Excerpts of location labeling data:

========================

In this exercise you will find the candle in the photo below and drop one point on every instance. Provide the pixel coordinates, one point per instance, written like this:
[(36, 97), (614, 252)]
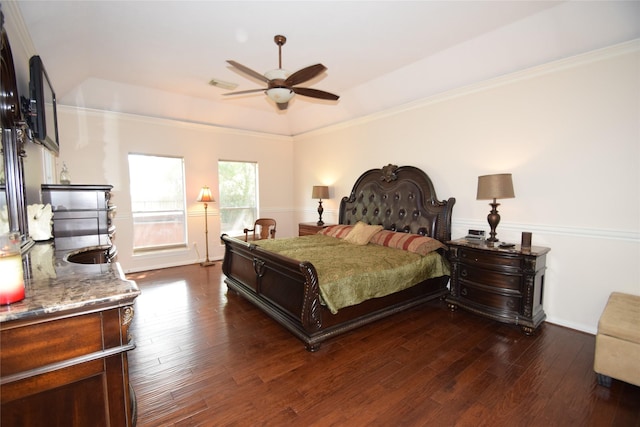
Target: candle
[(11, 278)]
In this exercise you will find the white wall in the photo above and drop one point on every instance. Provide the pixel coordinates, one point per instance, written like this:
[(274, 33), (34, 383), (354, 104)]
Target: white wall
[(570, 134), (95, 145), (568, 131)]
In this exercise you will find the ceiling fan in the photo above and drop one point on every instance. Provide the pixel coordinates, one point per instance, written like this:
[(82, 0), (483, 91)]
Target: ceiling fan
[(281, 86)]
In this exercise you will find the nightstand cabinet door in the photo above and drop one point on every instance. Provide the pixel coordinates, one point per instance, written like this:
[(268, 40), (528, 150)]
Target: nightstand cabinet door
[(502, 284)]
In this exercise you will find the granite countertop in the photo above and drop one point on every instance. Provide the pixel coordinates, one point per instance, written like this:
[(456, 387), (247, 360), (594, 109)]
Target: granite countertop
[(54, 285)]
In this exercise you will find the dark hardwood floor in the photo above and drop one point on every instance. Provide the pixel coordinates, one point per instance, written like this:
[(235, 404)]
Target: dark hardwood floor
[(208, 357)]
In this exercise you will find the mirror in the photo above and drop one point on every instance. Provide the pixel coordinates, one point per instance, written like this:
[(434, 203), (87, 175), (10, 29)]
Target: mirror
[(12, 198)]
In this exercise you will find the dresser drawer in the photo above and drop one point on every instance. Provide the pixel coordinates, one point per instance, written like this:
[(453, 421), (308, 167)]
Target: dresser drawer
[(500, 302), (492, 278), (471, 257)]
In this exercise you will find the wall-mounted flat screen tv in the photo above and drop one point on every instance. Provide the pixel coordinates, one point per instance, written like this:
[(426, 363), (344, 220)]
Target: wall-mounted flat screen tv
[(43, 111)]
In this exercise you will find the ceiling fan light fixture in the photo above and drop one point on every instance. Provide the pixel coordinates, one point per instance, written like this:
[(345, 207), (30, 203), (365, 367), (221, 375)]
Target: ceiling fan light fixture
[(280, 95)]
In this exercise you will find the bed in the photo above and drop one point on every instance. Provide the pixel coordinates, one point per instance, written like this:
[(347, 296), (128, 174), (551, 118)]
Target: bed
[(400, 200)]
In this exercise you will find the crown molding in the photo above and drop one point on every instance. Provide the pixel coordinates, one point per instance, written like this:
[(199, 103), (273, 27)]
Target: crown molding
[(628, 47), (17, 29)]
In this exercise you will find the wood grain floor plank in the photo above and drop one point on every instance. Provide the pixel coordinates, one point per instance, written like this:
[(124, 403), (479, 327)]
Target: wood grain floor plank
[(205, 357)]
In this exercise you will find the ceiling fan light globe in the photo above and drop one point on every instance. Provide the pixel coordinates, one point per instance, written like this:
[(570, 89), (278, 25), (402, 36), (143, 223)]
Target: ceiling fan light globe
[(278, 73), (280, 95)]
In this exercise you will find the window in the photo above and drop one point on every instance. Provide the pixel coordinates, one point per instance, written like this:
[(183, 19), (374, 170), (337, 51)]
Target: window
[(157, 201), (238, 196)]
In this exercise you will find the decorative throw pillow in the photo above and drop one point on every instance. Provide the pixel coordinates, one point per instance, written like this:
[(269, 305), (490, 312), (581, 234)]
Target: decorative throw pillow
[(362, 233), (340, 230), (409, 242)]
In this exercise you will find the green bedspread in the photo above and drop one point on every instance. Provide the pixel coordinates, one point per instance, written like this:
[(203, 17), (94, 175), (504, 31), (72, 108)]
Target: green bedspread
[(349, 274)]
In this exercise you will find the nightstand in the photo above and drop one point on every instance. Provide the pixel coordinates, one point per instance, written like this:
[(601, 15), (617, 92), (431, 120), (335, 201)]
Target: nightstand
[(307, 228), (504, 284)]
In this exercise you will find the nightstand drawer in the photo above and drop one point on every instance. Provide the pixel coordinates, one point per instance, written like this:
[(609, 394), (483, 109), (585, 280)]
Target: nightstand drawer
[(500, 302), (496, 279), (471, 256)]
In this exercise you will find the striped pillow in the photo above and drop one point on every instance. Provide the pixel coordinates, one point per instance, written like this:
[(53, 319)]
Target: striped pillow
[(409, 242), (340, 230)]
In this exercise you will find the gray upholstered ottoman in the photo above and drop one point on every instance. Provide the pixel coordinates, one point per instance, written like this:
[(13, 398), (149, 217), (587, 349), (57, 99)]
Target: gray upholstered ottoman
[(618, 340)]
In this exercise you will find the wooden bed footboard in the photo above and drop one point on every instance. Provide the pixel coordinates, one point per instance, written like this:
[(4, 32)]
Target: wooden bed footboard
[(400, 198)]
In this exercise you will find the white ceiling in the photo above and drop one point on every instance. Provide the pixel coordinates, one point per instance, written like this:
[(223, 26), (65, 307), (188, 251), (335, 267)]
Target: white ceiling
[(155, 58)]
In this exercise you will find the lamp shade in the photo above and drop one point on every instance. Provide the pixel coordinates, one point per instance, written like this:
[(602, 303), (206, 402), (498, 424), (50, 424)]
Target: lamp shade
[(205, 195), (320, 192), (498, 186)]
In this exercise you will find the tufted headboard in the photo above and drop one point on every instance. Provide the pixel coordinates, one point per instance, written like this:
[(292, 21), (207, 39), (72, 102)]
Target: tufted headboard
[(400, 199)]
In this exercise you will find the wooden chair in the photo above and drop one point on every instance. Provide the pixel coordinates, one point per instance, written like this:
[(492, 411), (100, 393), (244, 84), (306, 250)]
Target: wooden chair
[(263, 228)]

========================

Aim:
Can you rewrite the lines from the line with "In this exercise you will find the dresser" to the line with "[(157, 201), (238, 196)]", both included, as a JSON list of strings with one string per line and blank lines left out, giving only those lines?

Exercise result:
[
  "In this exercise you will find the dresser drawer in the photo above and drop one point on every instance. Provide the pixel coordinates, one point per instance, written like this:",
  "[(453, 421), (308, 167)]",
  "Target: dresser drawer",
  "[(500, 302), (492, 278), (471, 257)]",
  "In this exercise you will find the wall-mounted flat screen tv in the photo above and drop one point on every instance. Provide the pixel coordinates, one point per instance, written like this:",
  "[(426, 363), (344, 220)]",
  "Target: wall-mounted flat screen tv",
  "[(43, 111)]",
  "In this exercise you will find the ceiling fan light fixture in the photo above and drop one point on every instance. Provide the pixel coordinates, one point per instance, written like this:",
  "[(345, 207), (30, 203), (365, 367), (221, 375)]",
  "Target: ceiling fan light fixture",
  "[(280, 95)]",
  "In this exercise you will find the bed in the photo above and drop one point on every instance. Provide the pixel coordinates, one point per instance, written like this:",
  "[(347, 296), (128, 174), (551, 118)]",
  "Target: bed",
  "[(400, 200)]",
  "In this exercise you will find the crown molding in the photo above and drop one point on every instance. Provide the pixel coordinates, one point per instance, written like this:",
  "[(199, 103), (273, 27)]",
  "Target: crown molding",
  "[(628, 47), (17, 29)]",
  "In this exercise you will find the wood grain floor plank in the photo above and drop one point on every instance. Provide the pixel coordinates, one point per instance, written like this:",
  "[(124, 403), (479, 327)]",
  "Target: wood grain floor plank",
  "[(205, 357)]",
  "In this exercise you will find the ceiling fan light globe in the photo above and drop one point on every instance. Provide the pixel coordinates, one point per instance, written like this:",
  "[(570, 89), (278, 25), (402, 36), (143, 223)]",
  "Target: ceiling fan light globe",
  "[(278, 73), (280, 95)]",
  "In this exercise you will find the window in the photo above and drop one point on every instance. Provide the pixel coordinates, one point per instance, written like this:",
  "[(183, 19), (374, 170), (337, 51)]",
  "Target: window",
  "[(157, 201), (238, 196)]"
]